- _Supplied data_
%%

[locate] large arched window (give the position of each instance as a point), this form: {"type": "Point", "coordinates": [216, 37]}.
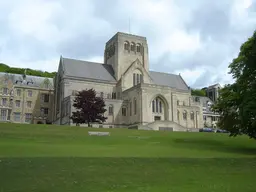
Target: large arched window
{"type": "Point", "coordinates": [137, 78]}
{"type": "Point", "coordinates": [138, 48]}
{"type": "Point", "coordinates": [130, 108]}
{"type": "Point", "coordinates": [157, 105]}
{"type": "Point", "coordinates": [135, 106]}
{"type": "Point", "coordinates": [110, 110]}
{"type": "Point", "coordinates": [132, 46]}
{"type": "Point", "coordinates": [126, 45]}
{"type": "Point", "coordinates": [184, 115]}
{"type": "Point", "coordinates": [124, 109]}
{"type": "Point", "coordinates": [192, 115]}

%%

- _How to complete this task_
The entries above need to be repeated in full, word for word. Skip the images.

- _Finished exercise_
[locate] large arched window (give the position of each instance as a point), this form: {"type": "Point", "coordinates": [216, 37]}.
Target: large arched window
{"type": "Point", "coordinates": [137, 78]}
{"type": "Point", "coordinates": [138, 48]}
{"type": "Point", "coordinates": [130, 108]}
{"type": "Point", "coordinates": [157, 105]}
{"type": "Point", "coordinates": [135, 106]}
{"type": "Point", "coordinates": [110, 110]}
{"type": "Point", "coordinates": [132, 46]}
{"type": "Point", "coordinates": [126, 45]}
{"type": "Point", "coordinates": [184, 115]}
{"type": "Point", "coordinates": [124, 109]}
{"type": "Point", "coordinates": [192, 115]}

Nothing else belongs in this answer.